SET EXERCISE: Return the records below unchanged, starting at the line that contains "Where can you see the sneakers" and continuing through the last line of the records, with both of those lines included.

::: TASK MATERIAL

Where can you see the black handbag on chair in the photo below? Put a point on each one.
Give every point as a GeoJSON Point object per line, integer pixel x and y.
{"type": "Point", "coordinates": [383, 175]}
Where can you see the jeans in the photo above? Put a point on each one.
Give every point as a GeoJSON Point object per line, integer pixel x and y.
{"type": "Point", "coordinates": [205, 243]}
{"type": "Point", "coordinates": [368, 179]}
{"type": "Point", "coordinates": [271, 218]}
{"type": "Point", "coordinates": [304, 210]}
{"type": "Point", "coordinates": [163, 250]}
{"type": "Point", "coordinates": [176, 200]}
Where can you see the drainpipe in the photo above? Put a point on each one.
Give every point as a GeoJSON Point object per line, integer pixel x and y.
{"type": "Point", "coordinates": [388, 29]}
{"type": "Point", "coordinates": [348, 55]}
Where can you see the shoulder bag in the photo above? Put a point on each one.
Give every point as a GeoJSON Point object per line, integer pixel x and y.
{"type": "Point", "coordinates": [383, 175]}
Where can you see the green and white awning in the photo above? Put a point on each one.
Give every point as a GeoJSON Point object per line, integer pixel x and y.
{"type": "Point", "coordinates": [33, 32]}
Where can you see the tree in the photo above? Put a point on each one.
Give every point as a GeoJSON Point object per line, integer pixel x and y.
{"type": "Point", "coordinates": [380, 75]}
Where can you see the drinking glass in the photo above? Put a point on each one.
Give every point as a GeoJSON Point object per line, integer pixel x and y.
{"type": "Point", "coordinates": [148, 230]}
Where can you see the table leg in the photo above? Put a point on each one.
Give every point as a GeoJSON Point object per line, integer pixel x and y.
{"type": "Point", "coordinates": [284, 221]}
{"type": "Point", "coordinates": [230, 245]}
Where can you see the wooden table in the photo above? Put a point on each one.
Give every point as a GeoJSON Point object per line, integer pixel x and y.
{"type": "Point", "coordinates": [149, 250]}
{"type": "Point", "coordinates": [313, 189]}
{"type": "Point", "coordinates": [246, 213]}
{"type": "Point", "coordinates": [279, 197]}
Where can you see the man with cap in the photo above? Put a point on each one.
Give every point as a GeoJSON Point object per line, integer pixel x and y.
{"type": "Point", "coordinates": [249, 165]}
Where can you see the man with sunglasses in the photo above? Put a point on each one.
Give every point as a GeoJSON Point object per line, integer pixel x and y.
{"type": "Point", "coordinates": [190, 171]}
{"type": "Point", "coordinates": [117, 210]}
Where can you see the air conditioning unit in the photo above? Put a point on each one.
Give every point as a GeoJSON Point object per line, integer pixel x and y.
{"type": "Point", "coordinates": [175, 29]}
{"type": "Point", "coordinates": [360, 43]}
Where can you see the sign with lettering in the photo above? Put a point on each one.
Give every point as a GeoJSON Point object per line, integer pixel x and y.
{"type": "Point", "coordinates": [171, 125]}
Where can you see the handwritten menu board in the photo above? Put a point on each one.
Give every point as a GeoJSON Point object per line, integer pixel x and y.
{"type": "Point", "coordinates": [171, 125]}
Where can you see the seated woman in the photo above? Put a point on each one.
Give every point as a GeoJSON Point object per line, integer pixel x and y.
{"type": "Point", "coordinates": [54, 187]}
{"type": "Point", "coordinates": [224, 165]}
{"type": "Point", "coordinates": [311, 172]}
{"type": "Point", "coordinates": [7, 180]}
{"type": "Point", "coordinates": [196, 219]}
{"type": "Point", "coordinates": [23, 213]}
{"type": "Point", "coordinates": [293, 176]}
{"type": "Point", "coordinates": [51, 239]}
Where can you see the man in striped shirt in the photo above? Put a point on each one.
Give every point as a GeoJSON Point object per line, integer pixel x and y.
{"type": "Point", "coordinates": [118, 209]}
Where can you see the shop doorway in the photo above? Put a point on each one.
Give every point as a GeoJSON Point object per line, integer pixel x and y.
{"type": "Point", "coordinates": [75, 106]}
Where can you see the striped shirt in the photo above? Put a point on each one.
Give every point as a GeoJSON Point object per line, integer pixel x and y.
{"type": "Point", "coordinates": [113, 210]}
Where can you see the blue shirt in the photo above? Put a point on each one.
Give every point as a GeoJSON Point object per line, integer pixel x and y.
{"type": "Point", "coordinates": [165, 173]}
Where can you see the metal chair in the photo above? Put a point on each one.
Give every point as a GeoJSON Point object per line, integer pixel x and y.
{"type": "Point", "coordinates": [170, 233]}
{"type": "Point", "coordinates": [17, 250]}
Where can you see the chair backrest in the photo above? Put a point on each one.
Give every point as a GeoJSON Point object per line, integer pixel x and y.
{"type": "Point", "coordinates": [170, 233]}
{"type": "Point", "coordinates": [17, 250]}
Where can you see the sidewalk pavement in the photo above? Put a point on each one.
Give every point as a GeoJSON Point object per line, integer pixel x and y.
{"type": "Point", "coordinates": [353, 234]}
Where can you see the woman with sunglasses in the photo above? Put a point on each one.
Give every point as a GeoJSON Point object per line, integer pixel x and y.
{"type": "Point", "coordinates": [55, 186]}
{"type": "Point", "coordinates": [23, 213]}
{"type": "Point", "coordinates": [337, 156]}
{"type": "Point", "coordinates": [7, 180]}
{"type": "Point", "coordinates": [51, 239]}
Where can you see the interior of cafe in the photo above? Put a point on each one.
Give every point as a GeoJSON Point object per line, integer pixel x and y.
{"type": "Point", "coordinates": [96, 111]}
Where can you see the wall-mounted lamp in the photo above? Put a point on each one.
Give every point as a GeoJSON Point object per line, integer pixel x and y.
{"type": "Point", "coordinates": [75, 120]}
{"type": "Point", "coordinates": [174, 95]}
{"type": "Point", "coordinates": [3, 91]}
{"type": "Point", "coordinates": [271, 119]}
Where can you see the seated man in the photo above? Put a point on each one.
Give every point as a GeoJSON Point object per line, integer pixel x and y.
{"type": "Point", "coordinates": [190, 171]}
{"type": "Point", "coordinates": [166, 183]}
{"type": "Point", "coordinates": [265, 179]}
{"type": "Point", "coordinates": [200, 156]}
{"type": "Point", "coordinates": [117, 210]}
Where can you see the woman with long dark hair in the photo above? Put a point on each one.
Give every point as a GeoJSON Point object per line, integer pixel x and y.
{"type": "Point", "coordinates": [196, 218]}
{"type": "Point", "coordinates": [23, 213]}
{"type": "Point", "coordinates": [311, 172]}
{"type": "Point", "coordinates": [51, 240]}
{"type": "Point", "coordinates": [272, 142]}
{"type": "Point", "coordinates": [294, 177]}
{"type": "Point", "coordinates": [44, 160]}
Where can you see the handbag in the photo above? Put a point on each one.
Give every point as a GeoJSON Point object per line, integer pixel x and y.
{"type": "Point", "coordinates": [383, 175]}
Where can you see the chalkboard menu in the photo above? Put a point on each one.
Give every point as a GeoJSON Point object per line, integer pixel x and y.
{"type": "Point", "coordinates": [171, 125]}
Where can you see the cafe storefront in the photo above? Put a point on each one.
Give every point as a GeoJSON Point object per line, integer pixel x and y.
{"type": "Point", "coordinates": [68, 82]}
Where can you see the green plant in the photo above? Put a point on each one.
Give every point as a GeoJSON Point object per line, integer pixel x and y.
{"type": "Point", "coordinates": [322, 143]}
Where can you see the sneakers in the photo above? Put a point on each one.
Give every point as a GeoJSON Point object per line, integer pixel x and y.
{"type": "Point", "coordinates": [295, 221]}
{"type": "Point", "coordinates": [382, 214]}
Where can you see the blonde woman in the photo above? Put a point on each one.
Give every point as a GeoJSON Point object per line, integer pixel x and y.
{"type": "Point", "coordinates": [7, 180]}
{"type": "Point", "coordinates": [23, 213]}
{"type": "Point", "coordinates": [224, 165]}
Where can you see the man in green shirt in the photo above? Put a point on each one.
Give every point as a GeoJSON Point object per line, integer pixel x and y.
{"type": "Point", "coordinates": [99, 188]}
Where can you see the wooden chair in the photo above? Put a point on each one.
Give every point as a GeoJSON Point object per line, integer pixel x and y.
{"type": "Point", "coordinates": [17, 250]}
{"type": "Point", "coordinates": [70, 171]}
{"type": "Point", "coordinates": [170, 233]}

::::::

TASK RESPONSE:
Where can you see the sneakers in the photo above? Put a point on each one.
Give every point as a GeoJSON Point object per line, integer pixel x and y.
{"type": "Point", "coordinates": [295, 221]}
{"type": "Point", "coordinates": [382, 214]}
Where can you see the blonde woman in the photo above? Put a point on each one.
Give every point as a GeoJSON Point object per line, integer pixel x and y.
{"type": "Point", "coordinates": [7, 180]}
{"type": "Point", "coordinates": [23, 213]}
{"type": "Point", "coordinates": [224, 165]}
Where can you see the man in green shirt in the photo above? Put a point on each one.
Give every point as a GeoJSON Point object per line, integer pixel x and y.
{"type": "Point", "coordinates": [99, 188]}
Where can you see the wooden chair in the photo above? Put a point on each one.
Give every point as a GeoJSON Point object per line, integer pixel x and y.
{"type": "Point", "coordinates": [17, 250]}
{"type": "Point", "coordinates": [70, 171]}
{"type": "Point", "coordinates": [170, 233]}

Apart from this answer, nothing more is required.